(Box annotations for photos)
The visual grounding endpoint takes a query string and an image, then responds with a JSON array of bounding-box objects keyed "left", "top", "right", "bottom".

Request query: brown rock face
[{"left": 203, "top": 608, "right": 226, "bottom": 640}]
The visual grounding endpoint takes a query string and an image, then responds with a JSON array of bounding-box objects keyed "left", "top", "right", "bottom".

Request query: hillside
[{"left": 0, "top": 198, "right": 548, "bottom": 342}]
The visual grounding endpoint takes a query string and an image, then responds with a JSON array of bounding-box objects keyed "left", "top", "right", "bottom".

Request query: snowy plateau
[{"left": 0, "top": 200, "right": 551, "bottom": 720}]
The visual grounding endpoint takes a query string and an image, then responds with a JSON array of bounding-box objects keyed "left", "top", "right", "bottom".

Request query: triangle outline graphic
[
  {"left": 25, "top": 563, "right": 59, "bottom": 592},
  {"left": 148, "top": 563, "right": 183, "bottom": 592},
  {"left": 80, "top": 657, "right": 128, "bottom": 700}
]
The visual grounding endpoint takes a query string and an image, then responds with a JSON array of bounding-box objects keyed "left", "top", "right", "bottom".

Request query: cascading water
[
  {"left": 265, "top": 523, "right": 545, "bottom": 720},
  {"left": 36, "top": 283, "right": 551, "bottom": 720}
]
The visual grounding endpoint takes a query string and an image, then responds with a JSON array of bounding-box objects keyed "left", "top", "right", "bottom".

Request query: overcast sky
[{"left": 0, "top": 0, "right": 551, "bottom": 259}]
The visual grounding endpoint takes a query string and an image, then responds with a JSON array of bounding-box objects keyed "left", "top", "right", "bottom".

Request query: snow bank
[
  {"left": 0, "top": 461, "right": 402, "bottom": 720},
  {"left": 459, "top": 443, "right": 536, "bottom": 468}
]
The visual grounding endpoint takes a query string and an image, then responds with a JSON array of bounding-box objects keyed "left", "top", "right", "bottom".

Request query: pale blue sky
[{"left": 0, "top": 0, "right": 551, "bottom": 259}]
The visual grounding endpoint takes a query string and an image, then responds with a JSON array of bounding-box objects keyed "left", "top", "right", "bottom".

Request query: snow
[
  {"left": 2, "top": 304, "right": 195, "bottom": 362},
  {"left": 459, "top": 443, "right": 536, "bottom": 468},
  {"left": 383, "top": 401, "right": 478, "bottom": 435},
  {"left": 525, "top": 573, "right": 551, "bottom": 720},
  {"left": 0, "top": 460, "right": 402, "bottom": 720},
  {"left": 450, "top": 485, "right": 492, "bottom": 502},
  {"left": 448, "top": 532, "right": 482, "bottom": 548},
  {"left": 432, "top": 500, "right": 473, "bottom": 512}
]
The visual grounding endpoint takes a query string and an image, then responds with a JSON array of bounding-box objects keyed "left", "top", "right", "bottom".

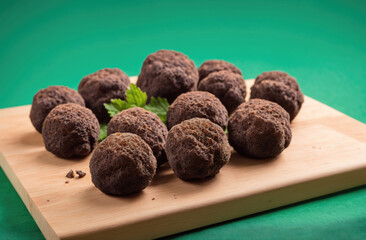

■ **Requirements**
Please collect each line of the entries above that contains the word "Request".

■ **The answer**
Request query: brown rock face
Request query: hillside
Request query: snowy plateau
Request query: triangle outline graphic
Request query: cascading water
Request query: overcast sky
Request query: snow bank
Request query: pale blue sky
Request query: snow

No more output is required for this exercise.